First let’s state that playing high school fall sports in Massachusetts this year is not a given.

It is not like professional sports where you can isolate pro athletes and test them for the coronavirus daily. Or play a season in “a bubble city.”

There are a lot more moving parts with high school athletics.

So as we pass the 4th of July Weekend we are still holding out hope that we will see fall sports and hopefully the last of those  ubiquitous DTC all-decade teams that have been thrust into print to fill these pages during the absence of sports.

The MIAA has a COVID-19 Task Force Sub-Committee, that is charged to determine appropriate measures for a safe return to MIAA athletics in alignment with guidelines set forth by Massachusetts Gov. Charlie Baker.

Some interesting “outside the box ideas” have been thrown around as possible alternatives if fall sports cannot be back 100-percent as they were in the past — pre-pandemic.

• Moving select Spring sports to this Fall (2020) and select Fall sports to the Spring (2021).

Major concerns around putting select Spring athletes in a position to possibly lose two straight seasons.

Additional concerns around making students choose what sport to play if their Spring sport was moved to the Fall but their Fall sport remained in place.

For example, a boys lacrosse player and a football player. If both sports were placed in the Spring, that puts the athlete in a difficult position and they essentially lose a season of one sport.

The same comparison with a field hockey and softball player if both are placed in the Fall.

Discussion took place that while on the surface it may seem logical to flip some sport seasons around, the risk may be too great.

It perhaps has to be the entire season being flip-flopped with all sports and not a select few.

Moving Fall start date to August 1, 2020 and ending the season by October 31.

Rationale would be to get ahead of a potential late fall spike.

Concerns about cutting the summer of students, parents, coaches, ADs and the pressure it would put on student-athletes.

........

• **PARTS OF THE EXERCISE**:
- A) In the article on Massachusetts high school fall sports, why does moving only select sports between fall and spring raise concern?
- B) Resume the article on Massachusetts high school fall sports from the point where it stops.

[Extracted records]
........

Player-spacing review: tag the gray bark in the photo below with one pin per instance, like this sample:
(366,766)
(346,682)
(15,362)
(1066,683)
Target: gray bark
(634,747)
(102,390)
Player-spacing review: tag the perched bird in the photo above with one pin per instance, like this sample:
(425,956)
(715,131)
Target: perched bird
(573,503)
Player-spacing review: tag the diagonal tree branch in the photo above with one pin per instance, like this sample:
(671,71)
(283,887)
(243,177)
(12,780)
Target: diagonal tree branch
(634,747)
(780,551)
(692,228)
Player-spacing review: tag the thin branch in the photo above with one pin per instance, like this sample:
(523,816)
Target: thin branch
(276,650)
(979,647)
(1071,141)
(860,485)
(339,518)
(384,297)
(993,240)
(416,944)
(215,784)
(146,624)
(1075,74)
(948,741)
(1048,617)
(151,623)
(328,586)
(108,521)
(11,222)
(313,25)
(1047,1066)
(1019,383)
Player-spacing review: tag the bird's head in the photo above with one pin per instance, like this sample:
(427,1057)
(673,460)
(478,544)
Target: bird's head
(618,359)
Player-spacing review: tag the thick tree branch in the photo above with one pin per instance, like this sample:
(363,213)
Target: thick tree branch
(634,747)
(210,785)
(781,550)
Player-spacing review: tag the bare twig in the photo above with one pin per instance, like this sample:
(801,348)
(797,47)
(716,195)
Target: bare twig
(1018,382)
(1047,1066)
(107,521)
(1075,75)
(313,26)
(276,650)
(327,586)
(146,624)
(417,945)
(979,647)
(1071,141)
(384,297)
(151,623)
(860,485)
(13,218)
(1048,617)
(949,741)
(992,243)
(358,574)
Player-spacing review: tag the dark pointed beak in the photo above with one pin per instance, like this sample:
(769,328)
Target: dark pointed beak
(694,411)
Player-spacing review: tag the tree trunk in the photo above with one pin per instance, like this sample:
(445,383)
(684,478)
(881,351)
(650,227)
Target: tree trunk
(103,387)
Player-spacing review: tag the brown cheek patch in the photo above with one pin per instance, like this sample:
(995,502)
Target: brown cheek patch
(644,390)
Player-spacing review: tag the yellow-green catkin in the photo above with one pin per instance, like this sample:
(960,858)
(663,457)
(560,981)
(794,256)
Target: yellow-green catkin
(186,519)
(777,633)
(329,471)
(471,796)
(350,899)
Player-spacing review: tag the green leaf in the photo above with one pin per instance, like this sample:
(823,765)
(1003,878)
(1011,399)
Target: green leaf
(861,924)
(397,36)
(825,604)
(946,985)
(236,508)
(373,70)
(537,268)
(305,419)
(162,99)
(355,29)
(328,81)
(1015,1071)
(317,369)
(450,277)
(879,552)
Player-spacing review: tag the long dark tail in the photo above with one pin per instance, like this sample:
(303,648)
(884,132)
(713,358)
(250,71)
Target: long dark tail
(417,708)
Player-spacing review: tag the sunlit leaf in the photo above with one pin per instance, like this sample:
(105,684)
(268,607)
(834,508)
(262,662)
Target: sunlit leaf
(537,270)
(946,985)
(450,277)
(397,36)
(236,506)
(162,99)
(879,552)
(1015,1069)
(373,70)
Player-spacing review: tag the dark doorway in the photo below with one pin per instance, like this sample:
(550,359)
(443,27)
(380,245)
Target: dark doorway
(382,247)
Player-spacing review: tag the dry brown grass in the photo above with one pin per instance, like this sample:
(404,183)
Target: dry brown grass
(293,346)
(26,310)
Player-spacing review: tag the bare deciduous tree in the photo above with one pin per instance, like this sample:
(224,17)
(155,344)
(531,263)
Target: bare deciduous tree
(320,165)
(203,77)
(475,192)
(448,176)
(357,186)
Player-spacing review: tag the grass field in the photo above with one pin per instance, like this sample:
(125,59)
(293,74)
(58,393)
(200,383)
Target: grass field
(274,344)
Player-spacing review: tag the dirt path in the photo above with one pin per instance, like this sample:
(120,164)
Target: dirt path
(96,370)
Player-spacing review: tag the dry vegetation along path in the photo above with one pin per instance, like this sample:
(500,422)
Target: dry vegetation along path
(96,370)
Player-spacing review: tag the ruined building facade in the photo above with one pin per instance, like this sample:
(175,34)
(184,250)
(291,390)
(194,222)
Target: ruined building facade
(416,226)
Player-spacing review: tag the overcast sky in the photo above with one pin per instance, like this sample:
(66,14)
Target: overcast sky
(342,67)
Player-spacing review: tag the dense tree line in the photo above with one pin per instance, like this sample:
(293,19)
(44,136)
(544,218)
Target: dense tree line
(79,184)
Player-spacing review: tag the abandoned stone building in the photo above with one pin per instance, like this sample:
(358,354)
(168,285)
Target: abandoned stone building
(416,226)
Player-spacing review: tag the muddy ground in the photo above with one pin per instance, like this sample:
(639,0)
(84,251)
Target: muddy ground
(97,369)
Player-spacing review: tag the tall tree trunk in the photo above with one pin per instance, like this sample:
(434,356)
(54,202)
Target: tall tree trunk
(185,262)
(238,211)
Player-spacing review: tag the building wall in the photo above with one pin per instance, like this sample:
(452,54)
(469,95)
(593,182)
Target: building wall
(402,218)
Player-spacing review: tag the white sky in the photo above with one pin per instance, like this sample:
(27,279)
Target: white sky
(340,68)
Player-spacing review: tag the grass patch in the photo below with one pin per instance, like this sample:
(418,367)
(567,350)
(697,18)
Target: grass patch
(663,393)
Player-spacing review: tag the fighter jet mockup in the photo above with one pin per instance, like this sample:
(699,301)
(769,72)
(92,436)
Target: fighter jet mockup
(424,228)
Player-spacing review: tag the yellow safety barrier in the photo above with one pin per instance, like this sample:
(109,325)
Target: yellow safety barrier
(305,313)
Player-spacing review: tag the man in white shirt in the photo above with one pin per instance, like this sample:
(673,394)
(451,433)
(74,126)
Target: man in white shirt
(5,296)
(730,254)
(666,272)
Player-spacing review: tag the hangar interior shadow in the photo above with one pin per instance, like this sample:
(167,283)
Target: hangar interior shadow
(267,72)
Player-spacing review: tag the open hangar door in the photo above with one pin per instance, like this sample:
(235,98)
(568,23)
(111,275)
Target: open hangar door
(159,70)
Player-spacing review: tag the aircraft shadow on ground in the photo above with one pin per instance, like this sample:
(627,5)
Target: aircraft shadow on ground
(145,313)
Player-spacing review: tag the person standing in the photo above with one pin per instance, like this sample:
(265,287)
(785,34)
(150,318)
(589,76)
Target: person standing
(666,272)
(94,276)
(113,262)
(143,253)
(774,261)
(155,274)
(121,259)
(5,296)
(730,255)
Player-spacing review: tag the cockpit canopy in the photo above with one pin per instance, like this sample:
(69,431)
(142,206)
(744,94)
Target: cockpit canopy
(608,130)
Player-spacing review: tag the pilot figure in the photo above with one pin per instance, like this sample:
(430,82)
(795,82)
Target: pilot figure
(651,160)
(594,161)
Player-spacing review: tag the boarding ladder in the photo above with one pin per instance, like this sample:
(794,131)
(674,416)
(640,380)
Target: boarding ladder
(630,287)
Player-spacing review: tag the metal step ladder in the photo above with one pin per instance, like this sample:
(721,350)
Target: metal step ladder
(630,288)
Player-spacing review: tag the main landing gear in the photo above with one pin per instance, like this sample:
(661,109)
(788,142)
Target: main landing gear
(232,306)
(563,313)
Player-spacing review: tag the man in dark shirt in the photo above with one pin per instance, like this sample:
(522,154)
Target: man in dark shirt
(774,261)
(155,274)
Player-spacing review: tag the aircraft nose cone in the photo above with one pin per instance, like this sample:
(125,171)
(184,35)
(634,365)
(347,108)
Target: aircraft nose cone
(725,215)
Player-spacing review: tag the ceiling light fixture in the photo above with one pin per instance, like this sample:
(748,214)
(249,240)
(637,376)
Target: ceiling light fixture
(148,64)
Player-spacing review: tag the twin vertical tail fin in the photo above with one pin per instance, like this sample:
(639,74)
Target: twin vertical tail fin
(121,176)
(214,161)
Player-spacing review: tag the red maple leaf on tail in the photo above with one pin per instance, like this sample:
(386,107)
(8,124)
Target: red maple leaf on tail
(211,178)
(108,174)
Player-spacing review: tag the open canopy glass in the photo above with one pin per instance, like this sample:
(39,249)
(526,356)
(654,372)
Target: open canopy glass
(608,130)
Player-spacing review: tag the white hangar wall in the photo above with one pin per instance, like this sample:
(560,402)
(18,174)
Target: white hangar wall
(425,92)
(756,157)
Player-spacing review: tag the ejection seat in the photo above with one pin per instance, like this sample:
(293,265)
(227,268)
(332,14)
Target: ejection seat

........

• **RESULTS OF THE TASKS**:
- A) Select spring athletes could lose two straight seasons. Students whose two sports end up in the same season would have to choose one and lose a season of the other, as with a boys lacrosse player who also plays football, or a field hockey player who also plays softball. The text therefore suggests it may have to be the entire season flipped rather than a few sports.

- B)
Additional concerns about equity. Some communications may be ready to go, while others are not. What kind of position would this put schools and communities in?

The MIAA Sports Medicine Committee has discussed an earlier start to preseason activities but is awaiting state guidelines for both the reopening of school and Phase 3.

Discussion about relaxing the out of season coaching restrictions.

The Task Force will be reporting to the MIAA Board of Directors at their meeting on Tuesday, July 21.

The COVID-19 Task Force has created three sub-groups to look at each of the three possibilities for return to school.

New Normal: The goal was to explore all MIAA Rules that may be impacted. Dive into protocol, questions and concerns related to athletics under a “New Normal”. Communicate and share resources to members.

Hybrid: Discussion around health and safety standards including PPE requirements, outside vs indoor activities, access and equity issues, density of practice, transportation concerns and the Fall timeline.

Remote: The goal was to build a model to assist coaches and students in any scenario of return to school, whether the students were on the field or not. The focus was to incorporate the five pillars of the MIAA (Leadership, Sportsmanship, Coaches Education, Community Service, & Wellness).

Let’s hope things will be looking up in the fall, but it all remains to be seen at this point.